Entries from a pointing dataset
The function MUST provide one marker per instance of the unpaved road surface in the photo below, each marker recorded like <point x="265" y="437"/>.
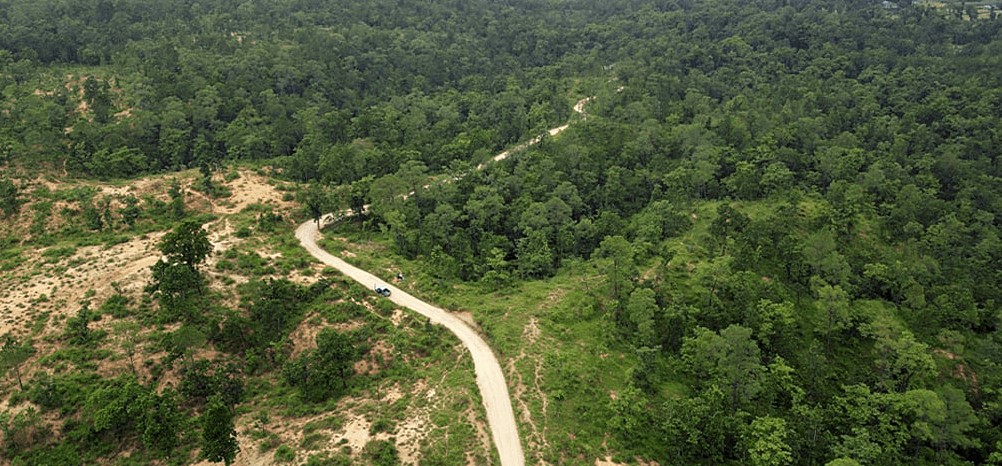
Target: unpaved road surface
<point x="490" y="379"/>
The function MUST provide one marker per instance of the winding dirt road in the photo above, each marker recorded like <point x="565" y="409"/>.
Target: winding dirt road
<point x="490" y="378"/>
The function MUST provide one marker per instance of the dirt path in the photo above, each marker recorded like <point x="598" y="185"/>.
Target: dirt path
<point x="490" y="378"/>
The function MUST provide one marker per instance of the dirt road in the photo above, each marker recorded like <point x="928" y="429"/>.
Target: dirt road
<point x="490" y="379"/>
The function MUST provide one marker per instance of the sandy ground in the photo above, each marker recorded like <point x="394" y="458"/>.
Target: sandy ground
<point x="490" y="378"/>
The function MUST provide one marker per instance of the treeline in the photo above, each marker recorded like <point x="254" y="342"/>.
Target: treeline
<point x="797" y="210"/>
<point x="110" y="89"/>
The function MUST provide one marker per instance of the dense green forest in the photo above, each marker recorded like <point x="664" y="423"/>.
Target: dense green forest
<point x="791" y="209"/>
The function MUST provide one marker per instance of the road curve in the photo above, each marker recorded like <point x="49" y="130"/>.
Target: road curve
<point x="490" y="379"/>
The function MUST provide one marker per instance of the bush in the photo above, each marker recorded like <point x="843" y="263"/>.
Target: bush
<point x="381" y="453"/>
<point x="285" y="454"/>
--
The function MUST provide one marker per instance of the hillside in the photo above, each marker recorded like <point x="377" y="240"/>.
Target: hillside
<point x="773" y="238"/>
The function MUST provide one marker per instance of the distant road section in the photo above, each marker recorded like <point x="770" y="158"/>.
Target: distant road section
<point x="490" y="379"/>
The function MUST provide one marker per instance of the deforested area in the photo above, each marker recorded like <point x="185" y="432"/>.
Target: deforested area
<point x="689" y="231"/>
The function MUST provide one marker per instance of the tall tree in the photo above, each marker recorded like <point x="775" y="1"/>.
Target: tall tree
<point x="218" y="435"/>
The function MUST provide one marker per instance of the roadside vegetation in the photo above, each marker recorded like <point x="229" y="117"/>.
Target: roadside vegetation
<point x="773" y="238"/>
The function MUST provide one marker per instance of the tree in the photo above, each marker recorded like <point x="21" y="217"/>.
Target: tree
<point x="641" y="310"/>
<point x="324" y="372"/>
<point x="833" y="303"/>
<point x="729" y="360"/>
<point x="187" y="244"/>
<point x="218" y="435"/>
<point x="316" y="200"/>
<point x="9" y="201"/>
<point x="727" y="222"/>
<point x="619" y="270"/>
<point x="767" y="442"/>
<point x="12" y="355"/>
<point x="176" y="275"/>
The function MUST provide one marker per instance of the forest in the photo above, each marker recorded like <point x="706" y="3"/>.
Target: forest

▶ [Challenge]:
Replace every "recorded" with "formatted" in the data from the line containing "The function MUST provide one marker per instance of the tall" through the line containing "Target: forest", leaving all other text unchanged, and give back only those lines.

▶ [Answer for the task]:
The function MUST provide one marker per instance of the tall tree in the photo above, each marker formatted like <point x="775" y="1"/>.
Target: tall tree
<point x="218" y="435"/>
The function MUST provide one marker per instance of the roadside vegetation in the photo above, each marker formatted like <point x="229" y="117"/>.
Target: roadside vegetation
<point x="773" y="238"/>
The function MUST provide one marker per instance of the tree in the photo above, each marker formatted like <point x="21" y="217"/>.
Target: tree
<point x="641" y="310"/>
<point x="324" y="372"/>
<point x="833" y="303"/>
<point x="729" y="360"/>
<point x="187" y="244"/>
<point x="218" y="435"/>
<point x="316" y="200"/>
<point x="9" y="201"/>
<point x="727" y="222"/>
<point x="619" y="270"/>
<point x="767" y="442"/>
<point x="12" y="355"/>
<point x="176" y="275"/>
The function MUST provide one marker per instance of the forest in the photo above, each marker formatted like <point x="706" y="3"/>.
Target: forest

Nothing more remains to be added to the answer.